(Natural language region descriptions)
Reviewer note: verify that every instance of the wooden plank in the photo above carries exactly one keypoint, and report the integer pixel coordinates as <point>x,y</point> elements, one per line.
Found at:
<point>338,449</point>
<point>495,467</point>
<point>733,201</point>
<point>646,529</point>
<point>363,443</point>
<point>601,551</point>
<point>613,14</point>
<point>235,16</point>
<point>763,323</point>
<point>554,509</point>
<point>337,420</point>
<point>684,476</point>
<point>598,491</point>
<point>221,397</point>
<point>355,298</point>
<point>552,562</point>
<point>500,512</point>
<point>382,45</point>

**WHAT YOU WILL DO:** Word for word, copy out the entries.

**SOLUTION BELOW:**
Reviewer note: verify that every instance of the wooden plank in the photo above carries exactly one keypoint, and report the integer pixel coordinates as <point>x,y</point> elements, one per line.
Found at:
<point>338,449</point>
<point>495,467</point>
<point>733,201</point>
<point>646,529</point>
<point>363,443</point>
<point>601,551</point>
<point>613,14</point>
<point>235,16</point>
<point>763,323</point>
<point>554,509</point>
<point>337,420</point>
<point>684,476</point>
<point>598,491</point>
<point>221,397</point>
<point>355,298</point>
<point>552,562</point>
<point>500,512</point>
<point>382,45</point>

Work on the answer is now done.